#### REQUIRED ACTION A:
In the judge stage documentation, what does a score in the 41-60 band indicate?
#### REQUIRED ACTION B:
Resume the judge stage documentation from the point where it stops.

#### PROVIDED TEXT:
* * *

| name | judge |
| description | Have an LLM judge compare reference and generated solutions, scoring on API discovery, correctness, completeness, and functional correctness. |
| argument-hint | [project-directory] [--tests TC-001,TC-002] [--run runId] |
| disable-model-invocation | true |
| allowed-tools | Bash(agentic-usability *) Read Glob |
Judge Solutions
Run the judge stage. For each test case and target, an LLM judge compares the reference solution against the generated solution and produces scores.
echo "Arguments: $ARGUMENTS"
Options
--tests <ids>: Comma-separated test case IDs to judge
--run <runId>: Target a specific run (default: latest)
Scoring Dimensions
Each test case receives scores on:
| Dimension | Range | What it measures |
|---|
apiDiscovery | 0-100 | Did the agent find the correct SDK endpoints/methods? |
callCorrectness | 0-100 | Are API calls constructed correctly (params, headers, body)? |
completeness | 0-100 | Does the solution handle all requirements? |
functionalCorrectness | 0-100 | Does the code run and produce correct output? |
overallVerdict | boolean | Does the solution actually work? |
notes | string | Brief explanation of scoring decisions |
Score Bands
- 0-20: Fundamentally wrong
- 21-40: Major issues, partially correct
- 41-60: Mostly correct with notable mistakes
- 61-80: Correct with minor issues
- 81-100: Excellent, matches reference
Judge Output
Written to results/<runId>/<target>/<testId>/judge.json:
{
"testId": "TC-001",
"target": "node-20",
"apiDiscovery": 85,
"callCorrectness": 90,
"completeness": 75,
"functionalCorrectness": 80,
"overallVerdict": true,
"notes": "Found correct APIs, minor parameter issue in error handling path"

* * *

[Records from a dataset]
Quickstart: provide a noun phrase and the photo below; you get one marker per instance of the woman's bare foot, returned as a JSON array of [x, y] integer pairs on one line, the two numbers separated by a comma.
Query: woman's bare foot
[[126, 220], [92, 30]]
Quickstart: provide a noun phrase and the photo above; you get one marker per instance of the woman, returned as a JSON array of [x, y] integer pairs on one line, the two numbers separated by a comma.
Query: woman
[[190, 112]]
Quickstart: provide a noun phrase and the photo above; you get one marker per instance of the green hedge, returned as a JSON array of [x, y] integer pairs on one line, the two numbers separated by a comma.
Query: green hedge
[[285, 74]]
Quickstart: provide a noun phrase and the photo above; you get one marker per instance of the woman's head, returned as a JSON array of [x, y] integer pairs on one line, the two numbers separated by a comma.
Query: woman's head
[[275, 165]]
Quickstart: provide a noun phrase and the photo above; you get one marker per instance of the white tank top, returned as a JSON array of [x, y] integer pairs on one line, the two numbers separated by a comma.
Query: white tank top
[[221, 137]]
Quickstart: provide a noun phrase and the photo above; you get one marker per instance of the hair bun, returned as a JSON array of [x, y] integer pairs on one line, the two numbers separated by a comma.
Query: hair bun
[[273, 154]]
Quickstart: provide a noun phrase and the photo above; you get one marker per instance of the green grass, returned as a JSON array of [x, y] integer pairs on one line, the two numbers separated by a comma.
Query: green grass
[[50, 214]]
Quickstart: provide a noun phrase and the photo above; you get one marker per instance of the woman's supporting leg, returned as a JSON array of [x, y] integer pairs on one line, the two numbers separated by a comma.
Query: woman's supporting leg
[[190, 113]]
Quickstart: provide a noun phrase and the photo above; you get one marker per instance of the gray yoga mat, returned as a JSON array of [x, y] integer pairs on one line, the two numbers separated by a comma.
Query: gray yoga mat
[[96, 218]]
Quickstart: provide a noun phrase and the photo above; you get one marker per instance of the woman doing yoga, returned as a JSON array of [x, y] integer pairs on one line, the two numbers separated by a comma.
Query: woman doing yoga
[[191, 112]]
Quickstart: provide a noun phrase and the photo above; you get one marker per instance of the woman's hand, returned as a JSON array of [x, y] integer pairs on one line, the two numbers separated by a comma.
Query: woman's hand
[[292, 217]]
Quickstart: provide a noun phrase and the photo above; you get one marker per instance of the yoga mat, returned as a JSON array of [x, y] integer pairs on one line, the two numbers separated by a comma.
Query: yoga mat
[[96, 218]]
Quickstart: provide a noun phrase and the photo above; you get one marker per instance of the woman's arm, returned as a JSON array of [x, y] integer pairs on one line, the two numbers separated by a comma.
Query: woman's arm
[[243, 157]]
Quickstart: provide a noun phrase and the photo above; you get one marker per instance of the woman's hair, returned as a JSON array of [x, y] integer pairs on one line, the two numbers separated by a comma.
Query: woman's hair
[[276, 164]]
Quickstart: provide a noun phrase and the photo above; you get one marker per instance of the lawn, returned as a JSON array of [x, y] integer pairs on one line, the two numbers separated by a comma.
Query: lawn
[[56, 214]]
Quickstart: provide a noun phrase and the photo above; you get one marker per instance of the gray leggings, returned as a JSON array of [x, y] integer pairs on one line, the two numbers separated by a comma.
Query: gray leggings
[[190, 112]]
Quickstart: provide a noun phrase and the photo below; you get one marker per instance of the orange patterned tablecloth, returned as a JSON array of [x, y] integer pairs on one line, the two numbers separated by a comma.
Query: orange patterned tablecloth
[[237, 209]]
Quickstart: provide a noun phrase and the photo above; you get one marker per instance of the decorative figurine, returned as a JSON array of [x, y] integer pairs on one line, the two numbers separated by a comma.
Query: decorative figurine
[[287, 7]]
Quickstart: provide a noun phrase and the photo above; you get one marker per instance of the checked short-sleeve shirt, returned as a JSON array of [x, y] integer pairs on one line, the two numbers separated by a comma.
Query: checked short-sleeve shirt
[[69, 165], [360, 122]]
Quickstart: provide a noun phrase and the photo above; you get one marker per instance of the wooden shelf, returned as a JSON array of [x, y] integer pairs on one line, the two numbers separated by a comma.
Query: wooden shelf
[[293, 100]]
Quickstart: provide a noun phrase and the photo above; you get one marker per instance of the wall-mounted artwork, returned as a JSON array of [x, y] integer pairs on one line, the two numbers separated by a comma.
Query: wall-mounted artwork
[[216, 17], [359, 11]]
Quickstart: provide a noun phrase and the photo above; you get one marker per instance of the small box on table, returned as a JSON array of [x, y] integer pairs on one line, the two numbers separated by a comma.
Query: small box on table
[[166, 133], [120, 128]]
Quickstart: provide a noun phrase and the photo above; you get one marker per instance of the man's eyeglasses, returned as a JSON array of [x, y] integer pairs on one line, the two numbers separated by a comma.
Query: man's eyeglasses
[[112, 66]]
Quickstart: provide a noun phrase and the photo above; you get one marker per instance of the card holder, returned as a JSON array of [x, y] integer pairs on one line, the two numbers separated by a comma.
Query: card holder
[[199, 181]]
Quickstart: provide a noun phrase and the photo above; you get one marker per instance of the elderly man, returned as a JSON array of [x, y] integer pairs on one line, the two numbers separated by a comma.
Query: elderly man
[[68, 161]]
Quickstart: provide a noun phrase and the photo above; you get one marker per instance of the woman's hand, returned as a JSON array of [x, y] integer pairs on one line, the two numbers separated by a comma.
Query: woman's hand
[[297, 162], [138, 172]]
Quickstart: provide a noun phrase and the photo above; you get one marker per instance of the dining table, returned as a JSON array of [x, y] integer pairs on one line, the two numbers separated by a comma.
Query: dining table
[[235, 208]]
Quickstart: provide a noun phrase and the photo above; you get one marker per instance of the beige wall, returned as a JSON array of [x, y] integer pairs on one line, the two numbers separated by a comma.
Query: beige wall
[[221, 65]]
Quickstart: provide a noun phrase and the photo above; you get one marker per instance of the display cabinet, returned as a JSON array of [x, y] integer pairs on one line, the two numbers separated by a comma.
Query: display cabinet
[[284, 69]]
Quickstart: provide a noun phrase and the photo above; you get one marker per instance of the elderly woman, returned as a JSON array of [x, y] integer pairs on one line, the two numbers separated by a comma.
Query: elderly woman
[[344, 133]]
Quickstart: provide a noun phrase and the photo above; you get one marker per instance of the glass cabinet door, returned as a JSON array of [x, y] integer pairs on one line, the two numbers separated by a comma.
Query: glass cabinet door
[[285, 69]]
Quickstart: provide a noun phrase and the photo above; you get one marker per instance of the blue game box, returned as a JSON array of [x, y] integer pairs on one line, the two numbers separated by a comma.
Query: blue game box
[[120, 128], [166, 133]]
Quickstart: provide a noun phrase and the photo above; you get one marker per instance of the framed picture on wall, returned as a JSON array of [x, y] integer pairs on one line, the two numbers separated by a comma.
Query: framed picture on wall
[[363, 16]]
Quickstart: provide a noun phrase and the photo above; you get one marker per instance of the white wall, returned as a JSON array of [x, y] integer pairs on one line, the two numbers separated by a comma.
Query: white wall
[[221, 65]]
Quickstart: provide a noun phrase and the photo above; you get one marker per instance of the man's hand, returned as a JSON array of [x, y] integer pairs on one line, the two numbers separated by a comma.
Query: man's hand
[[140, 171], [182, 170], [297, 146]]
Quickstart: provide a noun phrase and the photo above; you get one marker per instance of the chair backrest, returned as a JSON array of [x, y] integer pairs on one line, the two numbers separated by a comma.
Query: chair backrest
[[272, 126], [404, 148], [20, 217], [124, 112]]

* * *

#### EXERCISE ANSWER A:
Mostly correct with notable mistakes

#### EXERCISE ANSWER B:
}
DNF (Did Not Finish)
If the executor produced no solution, the judge writes an all-zero score:
{ "apiDiscovery": 0, "callCorrectness": 0, "completeness": 0, "functionalCorrectness": 0, "overallVerdict": false, "notes": "No solution produced (DNF)" }
Per-Test Judge Files
| File | Description |
|---|
judge.json | Full scoring result |
judge-cmd.log | Judge command executed |
judge-output.log | Raw judge stdout/stderr |
judge-session.jsonl | Judge conversation log (if available) |
judge-egress.log.json | Judge network traffic |
judge-error.log | Error (only on failure) |
Progress Tracking
Tracked in results/<runId>/pipeline-state.json:
completed.judge["<target>"] lists judged test IDs
- State saved after each test — safe to interrupt and resume
Run agentic-usability judge -p $ARGUMENTS and report the results.
For detailed internals, see pipeline-guide.md.